-- Dataset rows --
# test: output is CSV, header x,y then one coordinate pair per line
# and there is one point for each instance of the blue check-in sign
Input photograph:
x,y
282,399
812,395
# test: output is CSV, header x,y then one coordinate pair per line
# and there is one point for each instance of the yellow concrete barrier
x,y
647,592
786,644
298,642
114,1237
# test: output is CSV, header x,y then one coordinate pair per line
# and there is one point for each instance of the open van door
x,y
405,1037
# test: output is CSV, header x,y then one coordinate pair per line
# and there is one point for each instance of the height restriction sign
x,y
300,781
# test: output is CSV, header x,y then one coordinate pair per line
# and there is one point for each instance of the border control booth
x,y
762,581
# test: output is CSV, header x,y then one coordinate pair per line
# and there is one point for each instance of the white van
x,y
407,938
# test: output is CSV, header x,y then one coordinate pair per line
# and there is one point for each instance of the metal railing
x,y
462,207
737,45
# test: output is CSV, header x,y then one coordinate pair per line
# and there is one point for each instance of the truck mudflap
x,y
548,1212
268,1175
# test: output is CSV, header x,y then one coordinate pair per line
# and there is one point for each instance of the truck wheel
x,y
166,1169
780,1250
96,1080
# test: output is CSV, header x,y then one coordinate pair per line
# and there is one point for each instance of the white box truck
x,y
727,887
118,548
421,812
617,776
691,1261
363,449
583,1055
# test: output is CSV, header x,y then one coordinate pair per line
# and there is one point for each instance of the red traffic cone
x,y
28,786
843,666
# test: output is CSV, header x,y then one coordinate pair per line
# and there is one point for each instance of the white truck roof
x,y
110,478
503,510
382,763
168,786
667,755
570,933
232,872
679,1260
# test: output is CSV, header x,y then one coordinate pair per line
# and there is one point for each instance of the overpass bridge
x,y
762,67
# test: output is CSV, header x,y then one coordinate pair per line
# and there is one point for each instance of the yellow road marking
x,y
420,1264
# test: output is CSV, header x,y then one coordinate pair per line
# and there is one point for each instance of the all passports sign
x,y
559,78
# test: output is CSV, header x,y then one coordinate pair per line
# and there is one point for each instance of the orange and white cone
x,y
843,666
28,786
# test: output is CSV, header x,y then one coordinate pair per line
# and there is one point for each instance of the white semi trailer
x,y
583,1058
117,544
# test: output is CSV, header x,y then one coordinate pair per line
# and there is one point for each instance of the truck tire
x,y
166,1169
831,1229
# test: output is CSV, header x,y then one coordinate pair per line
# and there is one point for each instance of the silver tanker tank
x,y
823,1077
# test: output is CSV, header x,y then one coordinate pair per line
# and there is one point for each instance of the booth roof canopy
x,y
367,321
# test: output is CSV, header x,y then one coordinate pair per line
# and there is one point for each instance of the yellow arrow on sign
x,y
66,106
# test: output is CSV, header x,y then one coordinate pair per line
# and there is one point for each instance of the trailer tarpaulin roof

-- Exercise aim --
Return the whole listing exactly.

-- Task solution --
# test: output is CSV, header x,y then one coordinate pair per line
# and there is one point for each instance of the blue check-in sign
Input photograph:
x,y
282,399
812,395
# test: output is CSV, header x,y then one coordinate pair per line
# and there is one point for each instance of the yellow concrete barrier
x,y
647,592
786,644
298,642
114,1237
# test: output is CSV, header x,y then one coordinate pair per line
# and there is one point for each instance of the open van door
x,y
405,1037
# test: output is CSV, header x,y then one coordinate pair per line
# and there is one point for each instance of the height restriction sign
x,y
300,781
# test: output is CSV, header x,y then one coordinate pair per line
# and there is one point for each instance of the border control booth
x,y
762,581
# test: output is CSV, header x,y then one coordinate pair per line
# and there is one point for each instance of the white van
x,y
407,938
# test: output is CSV, header x,y then one coordinate pair per line
# and there is one point for each instance of the metal railing
x,y
462,207
737,45
# test: output is CSV, header x,y then one coordinate pair per line
# and there is one point for each instance of the truck mudflap
x,y
548,1212
268,1175
# test: output is CSV, header x,y then one coordinate pair per line
# and there is one point for each instance of the truck wheel
x,y
166,1169
780,1250
96,1080
# test: output is CSV, header x,y then one coordinate pair per line
# and there is one point for each instance of the white box truck
x,y
727,887
118,548
421,812
617,776
691,1261
363,449
583,1055
# test: output is CSV, header x,y then one coordinate pair per line
# and there is one point for each instance of the red traffic cone
x,y
28,786
843,666
# test: output is CSV, header x,y then one coordinate pair per line
# and there is one point for each instance of the white truck roof
x,y
110,478
503,510
382,763
168,786
667,755
570,933
232,872
679,1260
# test: output is CSV, header x,y then one coordinate pair per line
# and there is one point for each instance of the overpass bridge
x,y
762,67
# test: output is CSV, header x,y then one coordinate pair per line
# and there is one point for each instance of the yellow road marking
x,y
420,1264
# test: output is CSV, header x,y then one coordinate pair per line
# and there is one point for each instance of the all passports sign
x,y
559,78
# test: output is CSV, header x,y then one coordinate pair per line
# and there is one point for each instance of the orange and white cone
x,y
843,666
28,786
# test: output is CSV, header x,y then one coordinate pair per line
# and there is one point for each instance of the white semi trailer
x,y
583,1058
117,544
# test: output is CSV, header x,y then one coordinate pair per line
# and there is one point for each instance of the truck tire
x,y
166,1169
831,1229
# test: output is CSV, header x,y then one coordinate pair per line
# and there is one point for each instance of the silver tanker tank
x,y
823,1077
# test: output is CSV, header x,y then one coordinate pair per line
# and there is one point for each instance of the booth roof canopy
x,y
367,321
# test: output is CSV, header x,y then one coordinate pair per line
# and there is one point for each instance of the yellow arrow on sign
x,y
66,106
# test: output is CSV, header x,y then one coordinate pair per line
# and there is one point for each instance of the trailer tarpaulin roof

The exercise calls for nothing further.